Written request: Count the lines in the material below that contain the word "backpack", and reply with the number only.

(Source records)
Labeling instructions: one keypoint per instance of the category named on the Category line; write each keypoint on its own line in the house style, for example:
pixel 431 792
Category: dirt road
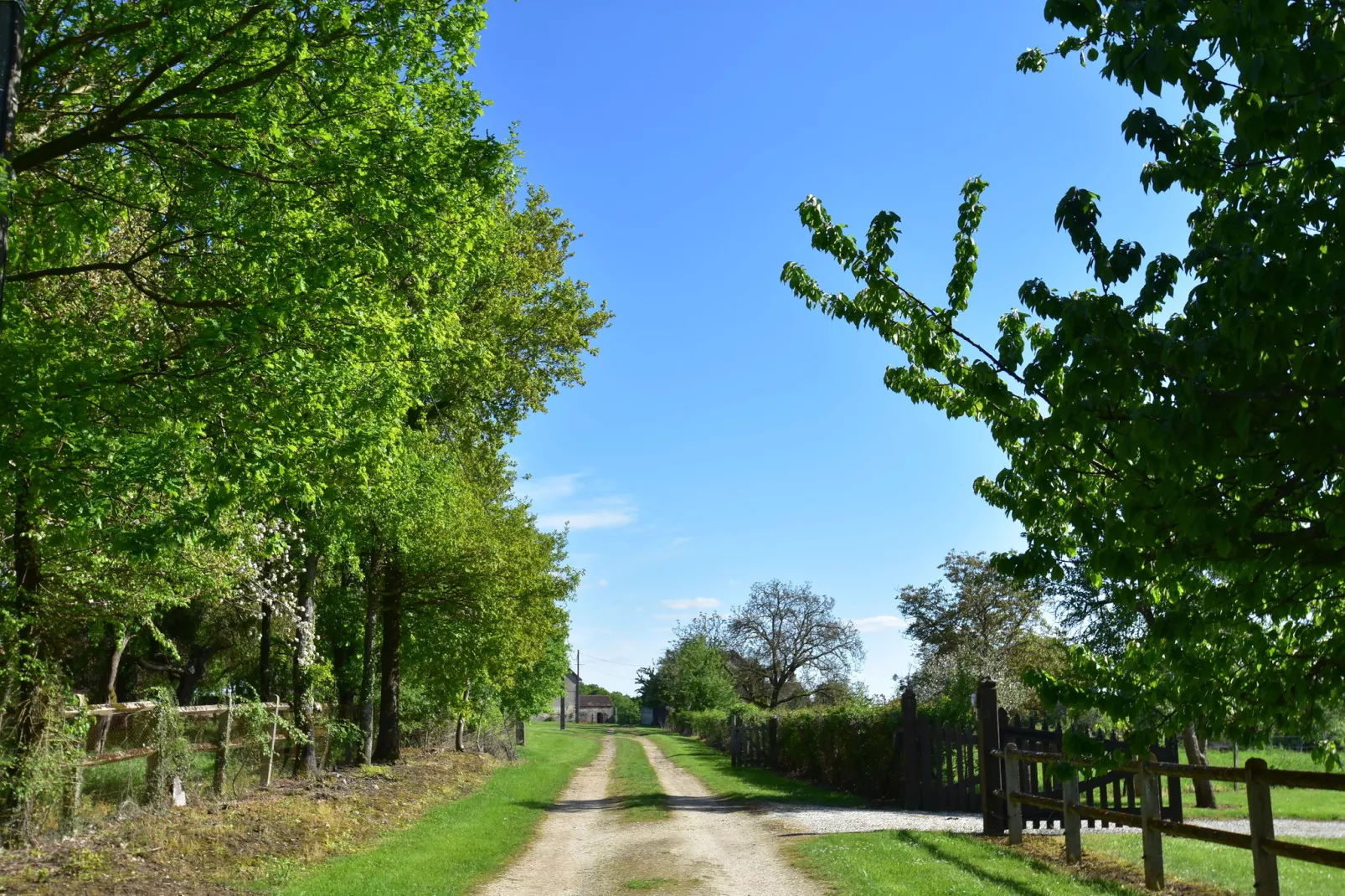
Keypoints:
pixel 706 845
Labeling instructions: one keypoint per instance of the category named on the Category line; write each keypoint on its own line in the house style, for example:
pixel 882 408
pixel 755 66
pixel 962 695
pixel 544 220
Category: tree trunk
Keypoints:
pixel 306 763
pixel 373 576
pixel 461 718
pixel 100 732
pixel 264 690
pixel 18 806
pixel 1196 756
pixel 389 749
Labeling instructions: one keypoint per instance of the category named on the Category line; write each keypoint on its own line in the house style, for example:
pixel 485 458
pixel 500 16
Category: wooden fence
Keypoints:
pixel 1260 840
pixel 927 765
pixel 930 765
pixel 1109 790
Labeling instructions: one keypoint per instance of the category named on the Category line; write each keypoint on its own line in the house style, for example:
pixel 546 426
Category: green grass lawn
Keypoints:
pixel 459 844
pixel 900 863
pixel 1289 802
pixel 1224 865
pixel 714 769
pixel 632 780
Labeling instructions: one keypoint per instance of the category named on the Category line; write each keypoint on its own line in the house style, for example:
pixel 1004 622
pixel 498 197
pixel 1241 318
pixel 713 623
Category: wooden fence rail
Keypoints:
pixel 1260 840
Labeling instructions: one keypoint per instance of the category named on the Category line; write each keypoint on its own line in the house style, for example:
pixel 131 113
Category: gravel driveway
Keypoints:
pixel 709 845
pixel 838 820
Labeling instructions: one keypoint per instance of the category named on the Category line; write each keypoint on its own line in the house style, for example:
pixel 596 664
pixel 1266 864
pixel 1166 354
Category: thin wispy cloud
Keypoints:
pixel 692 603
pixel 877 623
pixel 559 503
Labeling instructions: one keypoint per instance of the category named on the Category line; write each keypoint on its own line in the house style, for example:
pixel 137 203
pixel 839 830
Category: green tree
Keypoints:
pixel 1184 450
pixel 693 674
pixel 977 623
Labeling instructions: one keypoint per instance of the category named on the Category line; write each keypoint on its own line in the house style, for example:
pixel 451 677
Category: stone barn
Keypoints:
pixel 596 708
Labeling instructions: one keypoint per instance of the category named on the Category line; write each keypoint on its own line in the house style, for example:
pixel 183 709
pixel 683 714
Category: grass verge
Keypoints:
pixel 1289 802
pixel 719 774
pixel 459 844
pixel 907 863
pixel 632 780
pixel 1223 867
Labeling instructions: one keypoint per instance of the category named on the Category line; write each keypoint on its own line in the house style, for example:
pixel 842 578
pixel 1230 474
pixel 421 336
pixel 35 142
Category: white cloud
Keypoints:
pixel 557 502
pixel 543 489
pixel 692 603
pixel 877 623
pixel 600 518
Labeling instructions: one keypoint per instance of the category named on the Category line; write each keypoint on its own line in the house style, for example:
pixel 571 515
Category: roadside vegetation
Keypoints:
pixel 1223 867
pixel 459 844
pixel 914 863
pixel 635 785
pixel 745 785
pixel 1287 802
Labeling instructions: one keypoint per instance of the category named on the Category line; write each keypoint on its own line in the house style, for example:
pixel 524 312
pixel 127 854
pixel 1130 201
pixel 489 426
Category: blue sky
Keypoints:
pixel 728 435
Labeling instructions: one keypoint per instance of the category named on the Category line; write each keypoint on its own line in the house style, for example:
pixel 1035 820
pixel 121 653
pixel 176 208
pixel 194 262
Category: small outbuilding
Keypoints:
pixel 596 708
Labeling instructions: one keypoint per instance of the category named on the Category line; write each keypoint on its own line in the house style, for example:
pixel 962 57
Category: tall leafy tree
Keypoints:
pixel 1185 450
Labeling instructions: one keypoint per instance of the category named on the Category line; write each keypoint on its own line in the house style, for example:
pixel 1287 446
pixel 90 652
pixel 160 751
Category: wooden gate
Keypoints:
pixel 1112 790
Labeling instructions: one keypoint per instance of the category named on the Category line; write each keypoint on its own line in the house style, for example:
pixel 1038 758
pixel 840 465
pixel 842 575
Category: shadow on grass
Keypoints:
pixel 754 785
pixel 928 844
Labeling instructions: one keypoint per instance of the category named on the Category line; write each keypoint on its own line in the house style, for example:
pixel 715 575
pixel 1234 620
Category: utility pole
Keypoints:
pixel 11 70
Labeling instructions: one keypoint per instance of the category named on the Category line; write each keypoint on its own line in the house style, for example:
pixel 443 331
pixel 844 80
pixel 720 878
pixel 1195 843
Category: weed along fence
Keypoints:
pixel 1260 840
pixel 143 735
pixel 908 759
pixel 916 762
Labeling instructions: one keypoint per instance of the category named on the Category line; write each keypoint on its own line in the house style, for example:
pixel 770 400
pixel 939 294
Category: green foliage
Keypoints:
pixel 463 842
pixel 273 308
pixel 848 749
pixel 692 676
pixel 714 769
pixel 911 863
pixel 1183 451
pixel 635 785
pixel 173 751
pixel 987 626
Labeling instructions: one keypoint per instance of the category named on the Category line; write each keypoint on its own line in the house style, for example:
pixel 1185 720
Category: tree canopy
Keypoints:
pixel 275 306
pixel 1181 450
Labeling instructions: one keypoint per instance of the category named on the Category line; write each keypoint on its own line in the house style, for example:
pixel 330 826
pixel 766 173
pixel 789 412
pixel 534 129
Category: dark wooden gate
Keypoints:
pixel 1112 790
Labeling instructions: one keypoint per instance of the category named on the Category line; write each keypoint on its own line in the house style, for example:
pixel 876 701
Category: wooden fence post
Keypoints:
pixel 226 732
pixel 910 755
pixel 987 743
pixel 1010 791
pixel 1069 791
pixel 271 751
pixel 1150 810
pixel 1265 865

...

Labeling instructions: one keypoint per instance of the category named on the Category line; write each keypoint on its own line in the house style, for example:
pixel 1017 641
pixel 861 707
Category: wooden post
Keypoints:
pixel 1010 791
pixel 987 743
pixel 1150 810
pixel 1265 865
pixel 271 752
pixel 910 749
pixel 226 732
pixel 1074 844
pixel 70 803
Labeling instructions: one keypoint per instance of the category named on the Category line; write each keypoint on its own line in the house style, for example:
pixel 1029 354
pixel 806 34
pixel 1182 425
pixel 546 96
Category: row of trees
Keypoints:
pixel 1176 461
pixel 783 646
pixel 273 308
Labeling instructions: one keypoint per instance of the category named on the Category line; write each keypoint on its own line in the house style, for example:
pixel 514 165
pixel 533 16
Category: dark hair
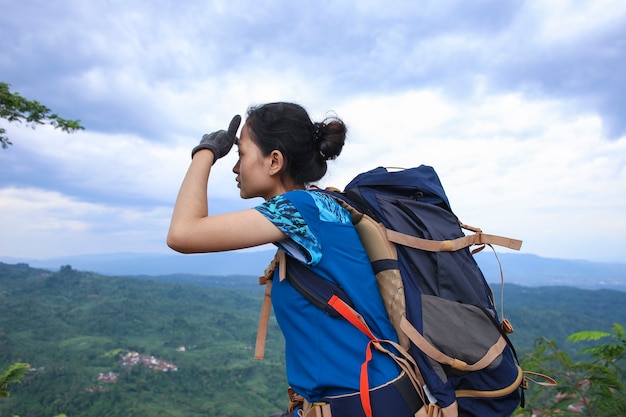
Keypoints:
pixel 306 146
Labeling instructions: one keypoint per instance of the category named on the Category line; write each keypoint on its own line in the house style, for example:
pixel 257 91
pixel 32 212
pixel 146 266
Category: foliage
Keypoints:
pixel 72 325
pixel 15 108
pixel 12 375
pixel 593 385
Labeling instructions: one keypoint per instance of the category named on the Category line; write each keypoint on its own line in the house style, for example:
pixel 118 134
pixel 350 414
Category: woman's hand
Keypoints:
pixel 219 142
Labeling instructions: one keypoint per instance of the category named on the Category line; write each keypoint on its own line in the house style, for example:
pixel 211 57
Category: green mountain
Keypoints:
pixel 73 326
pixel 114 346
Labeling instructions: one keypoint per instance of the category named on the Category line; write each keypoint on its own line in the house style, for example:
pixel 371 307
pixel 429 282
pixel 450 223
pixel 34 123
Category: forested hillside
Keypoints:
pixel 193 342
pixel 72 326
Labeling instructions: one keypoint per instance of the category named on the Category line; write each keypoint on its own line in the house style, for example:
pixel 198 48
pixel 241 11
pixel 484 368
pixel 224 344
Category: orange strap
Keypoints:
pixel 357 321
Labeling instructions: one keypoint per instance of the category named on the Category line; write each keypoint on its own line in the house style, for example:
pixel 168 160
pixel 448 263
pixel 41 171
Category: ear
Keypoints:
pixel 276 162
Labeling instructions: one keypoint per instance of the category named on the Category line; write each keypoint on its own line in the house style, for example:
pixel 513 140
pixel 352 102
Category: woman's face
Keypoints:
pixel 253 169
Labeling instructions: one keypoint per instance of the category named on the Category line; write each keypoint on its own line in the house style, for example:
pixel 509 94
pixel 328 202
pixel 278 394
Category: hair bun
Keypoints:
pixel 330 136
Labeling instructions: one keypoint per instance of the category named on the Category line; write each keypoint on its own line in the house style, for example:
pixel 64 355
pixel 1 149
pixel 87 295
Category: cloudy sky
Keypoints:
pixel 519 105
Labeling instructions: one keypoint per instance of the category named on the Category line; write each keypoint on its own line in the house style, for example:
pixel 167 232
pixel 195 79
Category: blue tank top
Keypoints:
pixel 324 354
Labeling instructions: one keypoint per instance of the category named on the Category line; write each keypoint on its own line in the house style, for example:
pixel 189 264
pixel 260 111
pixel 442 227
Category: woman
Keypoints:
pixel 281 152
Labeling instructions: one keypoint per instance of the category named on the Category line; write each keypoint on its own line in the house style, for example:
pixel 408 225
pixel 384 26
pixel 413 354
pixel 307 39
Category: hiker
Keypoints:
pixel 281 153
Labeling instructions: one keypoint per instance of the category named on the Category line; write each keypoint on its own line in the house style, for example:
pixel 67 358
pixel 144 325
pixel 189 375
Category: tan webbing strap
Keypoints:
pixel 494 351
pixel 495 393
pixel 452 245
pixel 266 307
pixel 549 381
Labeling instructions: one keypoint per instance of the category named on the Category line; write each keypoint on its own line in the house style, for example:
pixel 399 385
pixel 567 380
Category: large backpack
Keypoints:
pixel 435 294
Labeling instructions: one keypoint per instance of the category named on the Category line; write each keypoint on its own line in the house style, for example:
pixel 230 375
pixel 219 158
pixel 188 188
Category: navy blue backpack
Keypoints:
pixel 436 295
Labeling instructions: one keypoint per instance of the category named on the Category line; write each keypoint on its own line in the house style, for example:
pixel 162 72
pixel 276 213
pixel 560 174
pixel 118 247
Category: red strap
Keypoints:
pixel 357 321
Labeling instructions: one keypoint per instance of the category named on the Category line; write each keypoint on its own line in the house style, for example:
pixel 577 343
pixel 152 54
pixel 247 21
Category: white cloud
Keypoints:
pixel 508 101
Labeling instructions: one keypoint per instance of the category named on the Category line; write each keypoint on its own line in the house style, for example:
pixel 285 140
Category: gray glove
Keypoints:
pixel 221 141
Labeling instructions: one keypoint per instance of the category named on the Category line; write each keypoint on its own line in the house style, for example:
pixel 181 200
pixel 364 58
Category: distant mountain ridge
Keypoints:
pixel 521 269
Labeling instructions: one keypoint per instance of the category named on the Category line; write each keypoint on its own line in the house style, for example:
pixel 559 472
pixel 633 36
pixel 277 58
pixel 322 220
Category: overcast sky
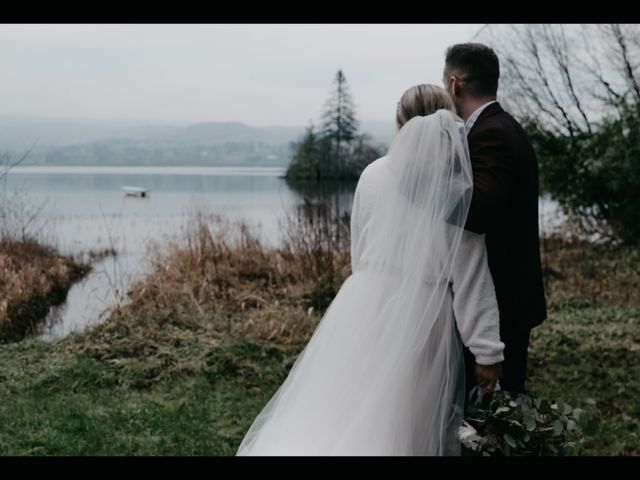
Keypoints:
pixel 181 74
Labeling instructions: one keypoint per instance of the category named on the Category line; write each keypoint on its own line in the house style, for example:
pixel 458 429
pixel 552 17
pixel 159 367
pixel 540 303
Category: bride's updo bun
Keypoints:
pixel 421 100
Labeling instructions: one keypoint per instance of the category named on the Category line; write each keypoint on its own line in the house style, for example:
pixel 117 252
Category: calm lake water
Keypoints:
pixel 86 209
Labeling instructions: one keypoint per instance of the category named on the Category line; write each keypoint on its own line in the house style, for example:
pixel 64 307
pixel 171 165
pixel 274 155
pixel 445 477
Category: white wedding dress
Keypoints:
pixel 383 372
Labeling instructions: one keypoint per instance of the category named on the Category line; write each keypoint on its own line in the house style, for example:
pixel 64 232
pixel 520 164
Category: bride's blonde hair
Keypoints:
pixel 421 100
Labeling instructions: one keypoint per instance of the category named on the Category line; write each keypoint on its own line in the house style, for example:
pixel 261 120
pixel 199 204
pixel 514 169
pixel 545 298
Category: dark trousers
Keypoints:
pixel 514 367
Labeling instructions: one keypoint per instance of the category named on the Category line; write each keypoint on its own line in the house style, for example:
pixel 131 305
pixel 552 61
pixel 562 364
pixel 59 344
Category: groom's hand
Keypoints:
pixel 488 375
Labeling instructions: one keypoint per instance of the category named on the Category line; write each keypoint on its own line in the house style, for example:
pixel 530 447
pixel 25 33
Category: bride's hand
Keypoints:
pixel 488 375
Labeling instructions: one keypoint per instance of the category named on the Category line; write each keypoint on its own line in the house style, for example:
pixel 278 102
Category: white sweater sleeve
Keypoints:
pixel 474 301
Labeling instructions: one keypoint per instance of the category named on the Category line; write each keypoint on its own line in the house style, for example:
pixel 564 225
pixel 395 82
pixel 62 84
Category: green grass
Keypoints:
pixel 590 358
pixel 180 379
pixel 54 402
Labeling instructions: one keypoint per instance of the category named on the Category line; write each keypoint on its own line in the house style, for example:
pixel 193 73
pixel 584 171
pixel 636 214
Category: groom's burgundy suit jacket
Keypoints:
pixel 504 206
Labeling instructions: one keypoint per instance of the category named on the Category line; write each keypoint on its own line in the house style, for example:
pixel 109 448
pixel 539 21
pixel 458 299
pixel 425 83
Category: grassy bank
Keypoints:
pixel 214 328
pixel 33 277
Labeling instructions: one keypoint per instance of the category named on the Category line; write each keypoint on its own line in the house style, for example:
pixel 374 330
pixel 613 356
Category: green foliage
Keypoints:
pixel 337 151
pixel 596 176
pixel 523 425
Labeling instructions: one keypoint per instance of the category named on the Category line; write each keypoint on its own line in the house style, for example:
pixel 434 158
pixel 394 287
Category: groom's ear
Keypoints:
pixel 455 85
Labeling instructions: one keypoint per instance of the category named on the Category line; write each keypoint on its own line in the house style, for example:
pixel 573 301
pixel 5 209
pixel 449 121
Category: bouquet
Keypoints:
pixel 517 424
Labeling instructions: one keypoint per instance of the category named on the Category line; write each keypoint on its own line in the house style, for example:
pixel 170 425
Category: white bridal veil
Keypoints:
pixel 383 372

==

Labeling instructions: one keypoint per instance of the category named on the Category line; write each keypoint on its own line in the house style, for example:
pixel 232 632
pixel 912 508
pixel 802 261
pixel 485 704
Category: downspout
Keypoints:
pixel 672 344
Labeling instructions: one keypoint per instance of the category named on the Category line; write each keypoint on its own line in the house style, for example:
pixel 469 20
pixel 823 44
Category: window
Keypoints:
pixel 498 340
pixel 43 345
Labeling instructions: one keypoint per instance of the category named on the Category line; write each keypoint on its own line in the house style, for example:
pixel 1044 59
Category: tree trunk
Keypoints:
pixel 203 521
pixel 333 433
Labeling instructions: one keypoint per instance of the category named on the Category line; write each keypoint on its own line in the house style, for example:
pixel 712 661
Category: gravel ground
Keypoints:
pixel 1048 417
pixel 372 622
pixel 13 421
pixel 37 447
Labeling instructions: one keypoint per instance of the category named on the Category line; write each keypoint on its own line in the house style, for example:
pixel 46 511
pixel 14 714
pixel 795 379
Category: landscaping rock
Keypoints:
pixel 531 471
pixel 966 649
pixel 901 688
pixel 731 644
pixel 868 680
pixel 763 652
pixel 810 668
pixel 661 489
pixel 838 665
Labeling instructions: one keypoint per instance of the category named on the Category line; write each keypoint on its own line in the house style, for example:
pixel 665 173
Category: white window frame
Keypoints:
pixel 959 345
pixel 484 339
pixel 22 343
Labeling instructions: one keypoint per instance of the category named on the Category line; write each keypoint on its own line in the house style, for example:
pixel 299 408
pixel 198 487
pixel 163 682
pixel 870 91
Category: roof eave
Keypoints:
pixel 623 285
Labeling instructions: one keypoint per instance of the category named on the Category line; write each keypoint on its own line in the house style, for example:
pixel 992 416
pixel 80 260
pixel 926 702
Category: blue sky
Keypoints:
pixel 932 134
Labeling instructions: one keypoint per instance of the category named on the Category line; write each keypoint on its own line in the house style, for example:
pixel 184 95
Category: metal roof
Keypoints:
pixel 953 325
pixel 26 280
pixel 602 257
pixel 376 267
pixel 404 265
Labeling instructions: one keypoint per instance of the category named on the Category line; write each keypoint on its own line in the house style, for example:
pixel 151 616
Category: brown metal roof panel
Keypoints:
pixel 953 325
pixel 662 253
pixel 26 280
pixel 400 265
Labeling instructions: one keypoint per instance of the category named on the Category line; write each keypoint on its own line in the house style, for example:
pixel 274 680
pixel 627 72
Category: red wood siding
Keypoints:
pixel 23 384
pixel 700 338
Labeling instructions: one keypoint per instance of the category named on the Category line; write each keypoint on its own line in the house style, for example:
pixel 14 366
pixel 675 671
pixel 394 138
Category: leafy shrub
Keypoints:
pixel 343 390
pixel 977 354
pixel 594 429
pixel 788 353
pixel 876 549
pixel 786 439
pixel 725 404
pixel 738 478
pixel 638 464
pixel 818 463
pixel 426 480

Written response: 2